**Reading passage:**
*-*-*

Richard Charles Hunter (December 3, 1884January 23, 1941) was an American attorney and Democratic politician from Nebraska. He was most prominent for his service as a United States Senator (1934-1935) and as Nebraska's state attorney general (1937-1939).

Biography
Hunter was born in West Point, Nebraska on December 3, 1884, the son of Jabez Richard Hunter and Sarah Frances (Olmstead) Hunter.  His family moved to Omaha, Nebraska in 1885, and Hunter attended the Omaha public schools and graduated from Omaha High School in 1904.

He graduated from the University of Nebraska-Lincoln with a Bachelor of Arts degree in 1909.  He attended Harvard Law School and received his LL.B. degree from Columbia Law School in 1911.  Hunter was a member of Columbia's debate team in 1911, and was a member of the Delta Sigma Rho and Sigma Alpha Epsilon fraternities.

Career
Hunter was admission to the bar and began to practice in Lincoln, Nebraska.  He returned to Omaha in 1912, where he continued to practice law.

*-*-*

[Some entries]
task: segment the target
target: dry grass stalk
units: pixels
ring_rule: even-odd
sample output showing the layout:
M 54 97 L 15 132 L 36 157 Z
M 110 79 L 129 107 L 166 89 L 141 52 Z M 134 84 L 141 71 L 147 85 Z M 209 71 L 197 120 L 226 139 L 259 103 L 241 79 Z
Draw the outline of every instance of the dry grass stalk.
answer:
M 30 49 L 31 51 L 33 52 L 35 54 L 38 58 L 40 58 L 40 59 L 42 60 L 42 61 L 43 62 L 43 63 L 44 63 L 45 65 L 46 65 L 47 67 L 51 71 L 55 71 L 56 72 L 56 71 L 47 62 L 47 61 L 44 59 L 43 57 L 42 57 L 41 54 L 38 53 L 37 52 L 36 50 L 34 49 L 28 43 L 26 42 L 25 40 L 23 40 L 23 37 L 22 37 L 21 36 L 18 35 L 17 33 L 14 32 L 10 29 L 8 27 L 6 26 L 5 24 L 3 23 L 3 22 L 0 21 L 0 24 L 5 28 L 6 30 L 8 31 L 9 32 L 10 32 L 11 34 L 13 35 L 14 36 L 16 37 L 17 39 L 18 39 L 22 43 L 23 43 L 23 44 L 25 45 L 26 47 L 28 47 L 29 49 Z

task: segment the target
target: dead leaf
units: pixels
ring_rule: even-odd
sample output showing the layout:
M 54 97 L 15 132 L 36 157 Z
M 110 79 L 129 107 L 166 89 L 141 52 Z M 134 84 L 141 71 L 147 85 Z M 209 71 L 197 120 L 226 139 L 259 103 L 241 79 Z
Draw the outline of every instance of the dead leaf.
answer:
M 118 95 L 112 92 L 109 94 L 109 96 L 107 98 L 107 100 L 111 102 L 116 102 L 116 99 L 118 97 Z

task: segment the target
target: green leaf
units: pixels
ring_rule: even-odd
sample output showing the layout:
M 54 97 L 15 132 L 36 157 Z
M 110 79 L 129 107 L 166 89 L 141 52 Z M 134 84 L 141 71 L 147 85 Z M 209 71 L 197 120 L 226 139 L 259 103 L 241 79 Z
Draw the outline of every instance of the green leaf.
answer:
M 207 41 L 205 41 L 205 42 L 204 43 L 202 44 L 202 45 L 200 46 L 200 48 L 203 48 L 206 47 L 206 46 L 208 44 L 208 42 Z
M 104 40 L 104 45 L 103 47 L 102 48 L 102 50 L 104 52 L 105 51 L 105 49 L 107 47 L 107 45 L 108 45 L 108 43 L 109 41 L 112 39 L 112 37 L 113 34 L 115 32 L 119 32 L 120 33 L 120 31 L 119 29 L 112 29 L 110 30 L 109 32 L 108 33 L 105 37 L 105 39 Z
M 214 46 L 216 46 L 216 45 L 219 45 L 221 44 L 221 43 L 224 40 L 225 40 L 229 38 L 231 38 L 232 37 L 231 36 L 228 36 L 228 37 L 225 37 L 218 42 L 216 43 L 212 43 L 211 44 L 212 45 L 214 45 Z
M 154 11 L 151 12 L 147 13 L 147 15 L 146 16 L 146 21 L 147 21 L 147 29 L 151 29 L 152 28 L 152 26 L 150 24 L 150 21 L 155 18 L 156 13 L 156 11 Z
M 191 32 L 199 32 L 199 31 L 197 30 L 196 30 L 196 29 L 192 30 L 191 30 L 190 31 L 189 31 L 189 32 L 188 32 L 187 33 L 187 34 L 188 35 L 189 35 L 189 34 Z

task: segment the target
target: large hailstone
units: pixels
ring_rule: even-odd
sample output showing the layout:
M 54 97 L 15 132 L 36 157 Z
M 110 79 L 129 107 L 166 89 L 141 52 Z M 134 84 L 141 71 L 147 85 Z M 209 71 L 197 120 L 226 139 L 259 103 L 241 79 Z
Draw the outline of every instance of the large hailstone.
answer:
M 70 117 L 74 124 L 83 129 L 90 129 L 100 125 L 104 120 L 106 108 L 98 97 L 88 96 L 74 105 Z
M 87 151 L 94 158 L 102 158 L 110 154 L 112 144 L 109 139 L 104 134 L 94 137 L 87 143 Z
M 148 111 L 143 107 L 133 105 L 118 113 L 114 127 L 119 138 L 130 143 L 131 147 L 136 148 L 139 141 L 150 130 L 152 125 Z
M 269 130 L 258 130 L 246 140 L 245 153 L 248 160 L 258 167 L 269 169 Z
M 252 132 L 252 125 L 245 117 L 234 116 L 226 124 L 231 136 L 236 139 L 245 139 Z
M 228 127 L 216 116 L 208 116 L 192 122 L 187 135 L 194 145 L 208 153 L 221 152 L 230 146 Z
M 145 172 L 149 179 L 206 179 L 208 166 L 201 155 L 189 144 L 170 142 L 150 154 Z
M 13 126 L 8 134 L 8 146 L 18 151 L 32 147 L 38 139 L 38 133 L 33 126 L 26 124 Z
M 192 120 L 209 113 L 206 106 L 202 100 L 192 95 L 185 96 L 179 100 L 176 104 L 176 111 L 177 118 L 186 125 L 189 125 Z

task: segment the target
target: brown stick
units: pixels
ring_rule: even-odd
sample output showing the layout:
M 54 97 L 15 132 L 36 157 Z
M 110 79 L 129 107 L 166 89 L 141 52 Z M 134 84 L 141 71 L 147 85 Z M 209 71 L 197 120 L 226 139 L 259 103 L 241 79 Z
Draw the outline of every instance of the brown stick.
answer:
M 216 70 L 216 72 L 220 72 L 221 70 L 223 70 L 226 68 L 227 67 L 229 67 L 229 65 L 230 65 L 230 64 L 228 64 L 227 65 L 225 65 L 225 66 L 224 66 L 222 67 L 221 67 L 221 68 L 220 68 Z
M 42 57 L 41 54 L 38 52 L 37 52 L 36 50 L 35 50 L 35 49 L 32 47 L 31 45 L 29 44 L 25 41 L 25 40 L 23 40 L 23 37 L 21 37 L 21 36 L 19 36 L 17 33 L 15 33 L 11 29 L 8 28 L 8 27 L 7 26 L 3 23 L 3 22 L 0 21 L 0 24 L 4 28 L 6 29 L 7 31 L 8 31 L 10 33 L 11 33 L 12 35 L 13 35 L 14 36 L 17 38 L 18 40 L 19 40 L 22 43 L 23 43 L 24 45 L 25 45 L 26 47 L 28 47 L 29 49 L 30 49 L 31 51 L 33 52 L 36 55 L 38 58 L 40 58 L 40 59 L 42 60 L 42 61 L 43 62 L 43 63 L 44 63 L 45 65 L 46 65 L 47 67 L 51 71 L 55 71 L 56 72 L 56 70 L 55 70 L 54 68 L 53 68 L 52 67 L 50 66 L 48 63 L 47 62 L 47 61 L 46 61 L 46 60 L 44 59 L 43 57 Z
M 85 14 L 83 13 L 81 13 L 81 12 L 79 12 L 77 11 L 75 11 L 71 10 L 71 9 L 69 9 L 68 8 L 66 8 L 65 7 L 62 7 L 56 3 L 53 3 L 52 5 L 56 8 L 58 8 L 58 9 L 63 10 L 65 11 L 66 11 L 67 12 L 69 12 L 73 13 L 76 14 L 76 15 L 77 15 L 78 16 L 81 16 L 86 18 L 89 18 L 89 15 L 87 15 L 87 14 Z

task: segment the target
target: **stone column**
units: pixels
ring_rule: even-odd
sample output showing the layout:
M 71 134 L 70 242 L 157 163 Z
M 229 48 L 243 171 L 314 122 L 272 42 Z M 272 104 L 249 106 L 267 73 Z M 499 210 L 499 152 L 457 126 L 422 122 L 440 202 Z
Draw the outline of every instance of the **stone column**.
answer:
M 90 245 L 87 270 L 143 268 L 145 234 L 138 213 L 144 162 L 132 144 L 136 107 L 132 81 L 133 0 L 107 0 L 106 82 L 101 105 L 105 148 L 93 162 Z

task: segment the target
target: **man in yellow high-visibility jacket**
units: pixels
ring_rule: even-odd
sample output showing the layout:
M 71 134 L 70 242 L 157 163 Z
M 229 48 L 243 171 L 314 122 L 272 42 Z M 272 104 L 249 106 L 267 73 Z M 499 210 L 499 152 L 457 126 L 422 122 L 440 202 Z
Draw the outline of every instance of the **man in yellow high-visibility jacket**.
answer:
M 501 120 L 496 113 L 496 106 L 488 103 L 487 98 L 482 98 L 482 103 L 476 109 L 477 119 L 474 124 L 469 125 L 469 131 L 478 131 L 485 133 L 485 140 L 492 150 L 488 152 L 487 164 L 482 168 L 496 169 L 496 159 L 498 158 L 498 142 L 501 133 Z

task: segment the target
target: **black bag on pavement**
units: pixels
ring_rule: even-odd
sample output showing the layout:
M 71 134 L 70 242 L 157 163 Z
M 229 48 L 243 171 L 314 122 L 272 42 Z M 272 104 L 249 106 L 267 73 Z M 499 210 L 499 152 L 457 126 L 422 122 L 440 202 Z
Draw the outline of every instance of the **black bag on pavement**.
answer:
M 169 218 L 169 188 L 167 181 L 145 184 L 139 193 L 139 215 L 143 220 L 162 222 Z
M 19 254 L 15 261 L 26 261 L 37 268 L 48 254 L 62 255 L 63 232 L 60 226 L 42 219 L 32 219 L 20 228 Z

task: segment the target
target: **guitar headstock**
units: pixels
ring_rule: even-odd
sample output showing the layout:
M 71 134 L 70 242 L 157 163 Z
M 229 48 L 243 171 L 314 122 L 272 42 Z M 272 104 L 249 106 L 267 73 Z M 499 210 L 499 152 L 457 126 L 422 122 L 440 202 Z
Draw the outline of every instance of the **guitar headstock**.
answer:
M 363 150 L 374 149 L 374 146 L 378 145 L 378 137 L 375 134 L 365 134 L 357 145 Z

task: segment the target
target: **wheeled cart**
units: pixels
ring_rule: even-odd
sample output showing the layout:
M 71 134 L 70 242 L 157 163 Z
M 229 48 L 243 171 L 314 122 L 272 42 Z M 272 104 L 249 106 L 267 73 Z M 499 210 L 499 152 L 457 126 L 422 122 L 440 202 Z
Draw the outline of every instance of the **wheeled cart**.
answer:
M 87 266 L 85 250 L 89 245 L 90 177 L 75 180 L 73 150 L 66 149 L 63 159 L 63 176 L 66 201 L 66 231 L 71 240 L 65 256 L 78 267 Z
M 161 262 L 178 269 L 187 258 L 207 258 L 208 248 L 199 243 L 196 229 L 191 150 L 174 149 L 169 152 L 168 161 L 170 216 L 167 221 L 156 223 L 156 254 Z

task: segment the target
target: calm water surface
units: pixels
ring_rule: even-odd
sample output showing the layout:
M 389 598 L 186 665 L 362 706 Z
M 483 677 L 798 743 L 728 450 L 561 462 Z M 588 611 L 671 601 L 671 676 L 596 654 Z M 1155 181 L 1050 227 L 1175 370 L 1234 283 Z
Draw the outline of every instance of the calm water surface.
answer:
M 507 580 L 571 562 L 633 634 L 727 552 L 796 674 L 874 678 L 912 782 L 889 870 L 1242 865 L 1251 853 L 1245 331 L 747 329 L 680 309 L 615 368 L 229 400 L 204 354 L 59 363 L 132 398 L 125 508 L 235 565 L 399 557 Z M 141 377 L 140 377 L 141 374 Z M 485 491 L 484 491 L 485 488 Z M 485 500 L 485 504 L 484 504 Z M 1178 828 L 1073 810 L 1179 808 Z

*-*-*

**Instructions:**
#1 Reproduce the portion of the Richard Charles Hunter biography that begins with the words containing "Richard Charles Hunter" and ends with "attorney general (1937-1939).".
#2 According to the Richard Charles Hunter biography, which law school granted Hunter his LL.B. degree, and in what year?
#3 Carry on the Richard Charles Hunter biography from the point where it stops.
These entries have no connection to the Richard Charles Hunter biography.

**Solved tasks:**
#1
Richard Charles Hunter (December 3, 1884January 23, 1941) was an American attorney and Democratic politician from Nebraska. He was most prominent for his service as a United States Senator (1934-1935) and as Nebraska's state attorney general (1937-1939).

#2 Columbia Law School, in 1911.

#3
He served in the Nebraska House of Representatives and as judge of Omaha's Municipal Court from 1915 to 1917.  He ran unsuccessfully for state Attorney General in 1920 and state Railway Commissioner in 1928.

On November 6, 1934 Hunter was appointed to the United States Senate to complete the term of Robert B. Howell, who had died in office.  He served until January 3, 1935 and was not a candidate for a full term.  In 1936, he was the successful Democratic nominee for Nebraska Attorney General, and served from 1937 to 1939.

Death and burial
He died in Tucson, Arizona on January 23, 1941.  He was buried at West Lawn Memorial Park in Omaha.

Family
On April 22, 1908, Hunter married Viletta G. Taylor (1887-1937).  They had no children.

References

Sources

Books

Newspapers

External links
 
 
 "Unsworn Senators", Time, January 14, 1935. Article about Hunter and Rush D. Holt Sr.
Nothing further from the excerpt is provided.